Again, Liu et al. [22] combined FS with DB using sampling methods with the goal to decrease the total number of examples rather than handling class imbalance. Handling the same problem of imbalance and high dimensionality for enhanced software quality, Khoshgoftaar et al. [8] applied data sampling collectively with FS. The empirical results demonstrated that it is more efficient using FS with data sampling relative to using each technique separately. This assertion was confirmed by Chubato et al. [9], in which they developed a combined learning framework which includes FS together with DB to improve learning performance for SDP. Based on the experimental results, they stated that their framework could guarantee improved learning performance for SDP.

To the best of our experience, over the years, those difficulties (class imbalance, high dimensionality, and noisy data) have got extreme concentration. The huge amount of study has been done to understanding, treating, and mitigating each problem independently and in the rare case, a combination of FS and DS techniques. Limited work is done on the datasets that are characterized by having these difficulties together. Thus, the purpose of this study is to develop a framework which improves training dataset quality to enhance the performance of SDP.


This section describes the proposed framework (taken into account the datasets, FS, DB, NF, learning algorithms, and evaluation criteria) and experimental design.

3.1. Hypothesis

If a data preprocessing approach combines FS, DB, and NF, the classification performance of the resulting model for SDP in the three software metrics, will be better than one that does not.

3.2. The Proposed Framework for SDP

In this section, we describe the proposed framework for SDP in brief as shown in Fig. 1. The software metrics considered for this study are independently treated following the procedures outlined. To test the study hypothesis, we build and assess model performance following four scenarios: 1. using normal datasets for training, 2. learning from FS subsets, 3. learning from balanced FS subset of data, and 4. learning from noise filtered, balanced FS subset. For the analysis of learning performance under the given scenarios, we consider average AUC measure for each scenario.

> WORK INSTRUCTION A:
Copy the dataset rows verbatim, from the first row through the line containing "positive clicks: (598, 305)".

[Dataset records]
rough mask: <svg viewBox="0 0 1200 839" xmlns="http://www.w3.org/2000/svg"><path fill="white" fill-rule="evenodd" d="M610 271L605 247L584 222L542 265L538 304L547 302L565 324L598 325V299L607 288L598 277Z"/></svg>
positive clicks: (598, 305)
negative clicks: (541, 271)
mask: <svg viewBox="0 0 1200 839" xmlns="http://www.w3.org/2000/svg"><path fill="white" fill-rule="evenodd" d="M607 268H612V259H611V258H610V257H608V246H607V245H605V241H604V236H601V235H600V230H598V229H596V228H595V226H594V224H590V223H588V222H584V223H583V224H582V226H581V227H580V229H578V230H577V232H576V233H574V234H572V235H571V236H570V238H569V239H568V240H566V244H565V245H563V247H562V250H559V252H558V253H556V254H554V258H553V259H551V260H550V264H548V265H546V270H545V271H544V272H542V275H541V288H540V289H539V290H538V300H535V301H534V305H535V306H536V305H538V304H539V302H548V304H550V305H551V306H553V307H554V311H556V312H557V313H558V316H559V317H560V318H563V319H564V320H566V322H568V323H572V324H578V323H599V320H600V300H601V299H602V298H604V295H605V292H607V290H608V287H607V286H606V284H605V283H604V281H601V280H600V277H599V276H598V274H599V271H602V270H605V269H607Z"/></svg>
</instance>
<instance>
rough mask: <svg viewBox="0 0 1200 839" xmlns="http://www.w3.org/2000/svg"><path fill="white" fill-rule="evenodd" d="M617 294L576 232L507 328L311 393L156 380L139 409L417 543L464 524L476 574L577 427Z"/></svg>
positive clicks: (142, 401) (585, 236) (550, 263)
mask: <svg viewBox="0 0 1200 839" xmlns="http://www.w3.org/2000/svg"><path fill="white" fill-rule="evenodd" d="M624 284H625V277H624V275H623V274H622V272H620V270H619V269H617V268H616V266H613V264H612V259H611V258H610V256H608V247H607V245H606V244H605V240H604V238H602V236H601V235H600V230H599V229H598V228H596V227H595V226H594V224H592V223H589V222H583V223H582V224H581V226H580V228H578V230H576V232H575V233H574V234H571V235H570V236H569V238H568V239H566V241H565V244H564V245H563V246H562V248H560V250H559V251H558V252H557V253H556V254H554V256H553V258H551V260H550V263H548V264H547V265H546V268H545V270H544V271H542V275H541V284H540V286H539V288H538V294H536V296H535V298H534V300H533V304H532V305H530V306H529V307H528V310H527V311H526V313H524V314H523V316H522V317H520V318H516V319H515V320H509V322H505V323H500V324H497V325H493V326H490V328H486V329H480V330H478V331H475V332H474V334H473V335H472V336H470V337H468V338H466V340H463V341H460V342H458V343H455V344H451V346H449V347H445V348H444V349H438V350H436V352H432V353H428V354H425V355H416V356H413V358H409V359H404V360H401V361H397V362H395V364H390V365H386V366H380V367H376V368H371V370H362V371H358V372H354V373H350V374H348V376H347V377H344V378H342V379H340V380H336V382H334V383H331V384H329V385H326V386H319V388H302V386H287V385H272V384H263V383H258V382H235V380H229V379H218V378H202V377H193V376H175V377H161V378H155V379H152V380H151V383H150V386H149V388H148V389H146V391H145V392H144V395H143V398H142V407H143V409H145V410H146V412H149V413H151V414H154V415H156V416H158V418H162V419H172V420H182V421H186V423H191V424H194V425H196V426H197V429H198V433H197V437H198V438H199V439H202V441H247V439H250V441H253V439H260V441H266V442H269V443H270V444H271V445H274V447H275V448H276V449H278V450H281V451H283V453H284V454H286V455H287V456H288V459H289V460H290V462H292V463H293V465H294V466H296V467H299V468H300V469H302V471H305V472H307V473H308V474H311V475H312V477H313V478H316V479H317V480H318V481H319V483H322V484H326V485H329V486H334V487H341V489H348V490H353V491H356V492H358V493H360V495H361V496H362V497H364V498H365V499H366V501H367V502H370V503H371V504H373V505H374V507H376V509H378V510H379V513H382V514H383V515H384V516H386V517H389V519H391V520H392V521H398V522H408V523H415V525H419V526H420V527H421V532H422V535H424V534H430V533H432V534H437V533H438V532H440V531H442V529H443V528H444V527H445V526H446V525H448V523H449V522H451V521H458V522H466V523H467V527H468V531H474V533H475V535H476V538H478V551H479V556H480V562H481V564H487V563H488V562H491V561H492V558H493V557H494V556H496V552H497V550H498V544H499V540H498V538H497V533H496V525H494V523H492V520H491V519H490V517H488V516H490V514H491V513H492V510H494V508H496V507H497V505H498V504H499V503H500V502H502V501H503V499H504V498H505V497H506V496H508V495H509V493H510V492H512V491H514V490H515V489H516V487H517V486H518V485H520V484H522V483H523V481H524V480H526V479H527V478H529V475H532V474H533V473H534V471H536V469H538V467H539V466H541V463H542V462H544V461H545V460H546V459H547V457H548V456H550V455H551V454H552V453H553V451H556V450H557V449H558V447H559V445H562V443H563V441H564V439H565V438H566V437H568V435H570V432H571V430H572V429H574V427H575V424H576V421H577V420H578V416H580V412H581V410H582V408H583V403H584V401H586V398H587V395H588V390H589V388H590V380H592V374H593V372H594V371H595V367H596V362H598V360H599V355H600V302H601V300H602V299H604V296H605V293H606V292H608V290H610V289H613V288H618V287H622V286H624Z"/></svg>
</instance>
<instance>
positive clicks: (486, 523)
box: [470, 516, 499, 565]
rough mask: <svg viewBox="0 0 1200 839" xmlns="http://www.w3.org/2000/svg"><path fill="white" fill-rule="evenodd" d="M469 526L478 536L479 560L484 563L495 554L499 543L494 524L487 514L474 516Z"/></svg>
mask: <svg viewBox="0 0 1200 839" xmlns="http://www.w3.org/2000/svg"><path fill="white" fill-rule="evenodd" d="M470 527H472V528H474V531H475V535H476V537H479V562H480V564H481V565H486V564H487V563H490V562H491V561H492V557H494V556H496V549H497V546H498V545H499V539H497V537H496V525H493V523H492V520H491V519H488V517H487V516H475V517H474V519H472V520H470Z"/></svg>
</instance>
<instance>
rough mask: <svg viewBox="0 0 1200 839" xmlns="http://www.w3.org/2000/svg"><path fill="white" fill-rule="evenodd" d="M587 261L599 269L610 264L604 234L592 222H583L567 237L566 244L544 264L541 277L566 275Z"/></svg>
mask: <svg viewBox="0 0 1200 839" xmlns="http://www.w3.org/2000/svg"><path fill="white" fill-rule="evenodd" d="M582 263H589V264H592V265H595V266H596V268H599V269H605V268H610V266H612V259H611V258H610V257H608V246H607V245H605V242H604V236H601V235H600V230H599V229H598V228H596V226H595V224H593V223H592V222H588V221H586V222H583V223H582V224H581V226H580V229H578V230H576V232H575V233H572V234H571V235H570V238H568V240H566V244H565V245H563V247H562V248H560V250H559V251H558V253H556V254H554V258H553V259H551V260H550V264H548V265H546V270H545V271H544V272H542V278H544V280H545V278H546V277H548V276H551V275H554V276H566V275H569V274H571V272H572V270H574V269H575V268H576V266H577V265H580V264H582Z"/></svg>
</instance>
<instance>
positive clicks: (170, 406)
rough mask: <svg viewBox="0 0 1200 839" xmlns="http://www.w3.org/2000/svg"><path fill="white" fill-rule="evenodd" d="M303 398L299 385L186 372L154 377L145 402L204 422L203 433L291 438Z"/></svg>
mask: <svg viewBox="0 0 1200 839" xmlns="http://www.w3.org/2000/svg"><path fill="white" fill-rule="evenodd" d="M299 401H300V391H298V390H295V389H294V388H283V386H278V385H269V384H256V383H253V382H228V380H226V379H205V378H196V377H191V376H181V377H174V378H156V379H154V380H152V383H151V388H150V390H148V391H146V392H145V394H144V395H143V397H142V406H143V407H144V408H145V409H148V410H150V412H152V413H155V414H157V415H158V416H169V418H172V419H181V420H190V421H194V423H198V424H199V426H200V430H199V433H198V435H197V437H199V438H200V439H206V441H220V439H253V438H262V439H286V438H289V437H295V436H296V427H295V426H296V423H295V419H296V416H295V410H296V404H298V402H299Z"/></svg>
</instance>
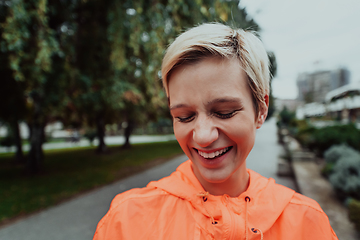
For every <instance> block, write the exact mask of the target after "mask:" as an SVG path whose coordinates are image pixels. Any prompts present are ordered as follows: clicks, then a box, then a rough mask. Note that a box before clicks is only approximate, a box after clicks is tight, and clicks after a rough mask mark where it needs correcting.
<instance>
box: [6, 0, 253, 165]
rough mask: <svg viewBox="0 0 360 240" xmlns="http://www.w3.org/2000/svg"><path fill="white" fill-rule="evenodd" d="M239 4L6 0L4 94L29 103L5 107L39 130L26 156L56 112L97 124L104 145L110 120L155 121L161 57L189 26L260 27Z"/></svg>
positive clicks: (64, 120) (100, 144) (27, 102)
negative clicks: (170, 43) (4, 73)
mask: <svg viewBox="0 0 360 240" xmlns="http://www.w3.org/2000/svg"><path fill="white" fill-rule="evenodd" d="M237 6H238V1H222V0H196V1H190V0H185V1H174V0H167V1H147V0H138V1H131V0H124V1H114V0H105V1H97V0H86V1H73V0H54V1H46V0H17V1H6V4H2V5H0V12H1V13H2V14H3V15H1V16H0V33H1V38H0V50H1V52H2V54H1V57H0V61H1V63H4V64H3V65H1V67H3V66H5V67H4V68H3V69H1V73H2V75H3V73H5V72H6V74H4V75H3V76H6V78H7V81H8V82H9V83H11V84H12V86H14V87H12V88H11V91H9V94H8V95H7V97H6V99H8V100H11V99H13V100H14V99H16V101H17V105H19V106H23V107H22V108H20V107H19V110H20V109H22V110H21V111H14V110H13V109H14V108H12V109H10V111H9V114H0V115H3V116H13V115H16V114H18V113H21V114H19V116H18V118H25V120H26V121H27V123H28V124H29V126H31V129H32V130H31V132H32V133H33V134H32V138H31V148H32V149H33V150H34V151H31V153H32V154H33V155H31V157H30V158H28V159H30V160H31V159H32V160H34V161H35V162H37V164H41V162H42V161H41V159H34V158H38V157H36V156H41V155H42V153H41V151H42V150H41V144H42V140H41V139H40V138H41V135H42V132H43V128H44V126H45V125H46V124H47V123H48V122H49V121H52V120H54V119H60V120H62V121H63V123H64V125H65V126H73V127H81V126H82V125H85V126H90V127H93V126H97V130H98V137H99V139H100V145H101V143H102V144H103V145H104V142H103V141H101V139H103V136H104V128H105V124H108V123H114V122H119V121H126V122H132V123H134V124H136V123H138V124H139V123H140V124H142V123H145V122H147V121H149V120H152V121H156V119H157V118H158V117H159V116H161V114H162V113H163V112H164V110H163V109H165V108H167V105H166V104H167V101H166V97H165V94H164V92H163V91H162V86H161V81H159V78H160V77H161V76H159V70H160V67H161V60H162V57H163V55H164V52H165V49H166V47H167V46H168V45H169V44H170V43H171V42H172V41H173V40H174V39H175V37H176V36H177V35H179V34H180V33H181V31H183V29H186V28H189V27H193V26H194V25H197V24H200V23H203V22H212V21H219V22H231V23H232V24H233V25H236V26H237V27H243V28H251V29H253V30H258V29H259V27H258V26H257V24H256V23H255V22H254V21H253V20H251V19H250V20H248V18H247V13H246V11H245V9H238V7H237ZM13 93H16V94H13ZM1 97H3V96H1ZM24 106H26V108H25V107H24ZM0 110H2V109H0ZM8 110H9V109H8ZM162 116H163V117H164V116H166V114H164V115H162ZM0 117H1V116H0ZM16 120H18V119H16ZM6 121H13V120H8V119H6ZM101 149H105V148H101ZM32 160H31V161H32ZM30 165H31V164H30Z"/></svg>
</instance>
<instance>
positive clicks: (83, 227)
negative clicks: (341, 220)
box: [0, 155, 187, 240]
mask: <svg viewBox="0 0 360 240" xmlns="http://www.w3.org/2000/svg"><path fill="white" fill-rule="evenodd" d="M185 160H187V157H186V156H185V155H182V156H180V157H177V158H175V159H173V160H171V161H168V162H166V163H164V164H162V165H160V166H156V167H154V168H151V169H149V170H147V171H144V172H142V173H139V174H136V175H134V176H132V177H129V178H126V179H124V180H121V181H118V182H115V183H113V184H111V185H108V186H105V187H102V188H99V189H97V190H95V191H92V192H89V193H87V194H85V195H81V196H79V197H77V198H75V199H72V200H70V201H68V202H65V203H62V204H60V205H58V206H55V207H52V208H49V209H47V210H44V211H41V212H40V213H36V214H34V215H32V216H30V217H27V218H24V219H21V220H19V221H17V222H15V223H13V224H11V225H5V226H3V227H2V228H0V239H1V240H91V239H92V238H93V235H94V233H95V229H96V226H97V224H98V222H99V221H100V219H101V218H102V217H103V216H104V215H105V213H106V212H107V211H108V210H109V206H110V202H111V200H112V199H113V198H114V197H115V195H117V194H118V193H121V192H124V191H126V190H129V189H132V188H139V187H144V186H146V185H147V184H148V183H149V182H150V181H154V180H158V179H160V178H163V177H165V176H168V175H169V174H170V173H171V172H173V171H175V169H176V168H177V166H178V165H180V164H181V163H182V162H184V161H185Z"/></svg>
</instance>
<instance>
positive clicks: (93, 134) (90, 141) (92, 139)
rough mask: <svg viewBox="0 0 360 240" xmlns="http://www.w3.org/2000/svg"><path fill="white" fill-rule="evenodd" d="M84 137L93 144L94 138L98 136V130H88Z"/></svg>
mask: <svg viewBox="0 0 360 240" xmlns="http://www.w3.org/2000/svg"><path fill="white" fill-rule="evenodd" d="M84 137H85V138H86V139H87V140H89V142H90V144H91V145H92V143H93V141H94V139H95V138H96V131H95V130H93V129H88V130H86V132H85V134H84Z"/></svg>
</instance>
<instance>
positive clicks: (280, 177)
mask: <svg viewBox="0 0 360 240" xmlns="http://www.w3.org/2000/svg"><path fill="white" fill-rule="evenodd" d="M283 154H284V150H283V147H282V146H281V145H279V144H278V142H277V127H276V119H275V118H271V119H270V120H268V121H266V122H265V123H264V124H263V126H262V127H261V128H260V129H259V130H257V133H256V140H255V145H254V148H253V150H252V151H251V152H250V154H249V156H248V159H247V161H246V163H247V167H248V168H250V169H253V170H254V171H255V172H258V173H260V174H261V175H262V176H264V177H267V178H273V179H275V181H276V183H279V184H282V185H284V186H287V187H289V188H291V189H294V190H296V184H295V182H294V179H293V178H290V177H279V176H277V174H276V173H277V167H278V160H279V156H281V155H283Z"/></svg>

> WORK INSTRUCTION B:
Proceed with the excerpt on the software defect prediction framework, picking up right after its last sentence.

> EXPECTED OUTPUT A:
rough mask: <svg viewBox="0 0 1200 839" xmlns="http://www.w3.org/2000/svg"><path fill="white" fill-rule="evenodd" d="M610 271L605 247L584 222L542 265L538 304L547 302L565 324L598 325V299L607 288L598 277Z"/></svg>
positive clicks: (598, 305)

> EXPECTED OUTPUT B:
Figure 1

A framework to enhance software defect prediction (SDP).

3.2.1. Software metrics

SCM: The SCM results from attempts by McCabe and Halstead to objectively characterize code features that are associated with software quality. Their measures are based on the module, where a module refers to the smallest unit of functionality. McCabe [23] claimed that codes with complex pathways are more prone to error. Therefore, his metrics reveals the pathways within a code module and composes of four software metrics, for example, cyclomatic complexity (CC), essential complexity (EC), design complexity (DC), and lines of code (LOC). Whereas, Halstead argued that code that is complex to read is more likely to be fault-prone [24]. Halstead metrics assess the complexity by counting the number of concepts in a module. For instance, the number of unique operators/operands. The Halstead metrics fall into three groups, that is, the base measures (BM), the derived measures (DM), and LOC measures (LOCM). The worth of using SCM to build models for SDP has been empirically illustrated by Menzies et al. [24], who claimed that SCM are useful, easy to use, and extensively used.

Object-oriented metrics (OOM): According to Chidamber et al. [25], object-oriented (OO) software metrics applied at a class-level can be classified under three phases of OO design processes. The first phase is identification of classes (IoC) which comprises weighted methods for class (WMC), depth of inheritance tree (DIT), and number of children (NOC); the second phase is semantics of classes (SoC) which comprise WMC, response for class (RFC), and lack of cohesion of methods (LCOMs); and the final stage is relationships between classes (RBCs) which includes RFC and coupling between objects (CBO).

CombM: D’Ambros et al. [26] developed the combined form metrics (AEEEM). It combines six different groups of software metrics containing 61 metrics: process metrics, previous defects metrics, source code metrics, the entropy of changes, churn (source code metrics), and entropy (source code metrics)

3.2.2. Feature selection

Selecting useful features has been found to be beneficial for the improved quality of training dataset in SDP. In most cases, the classification accuracy using the reduced feature set equaled to or was better than using the complete feature set [27]. Therefore, this study employs eight widely used FS techniques (FST). Each of these FST has been proven useful in [24, 28]. The use of different FST would help us to attain the objective of identifying which FS approach in combination with DS and NF techniques is/are most suitable for the given software metric.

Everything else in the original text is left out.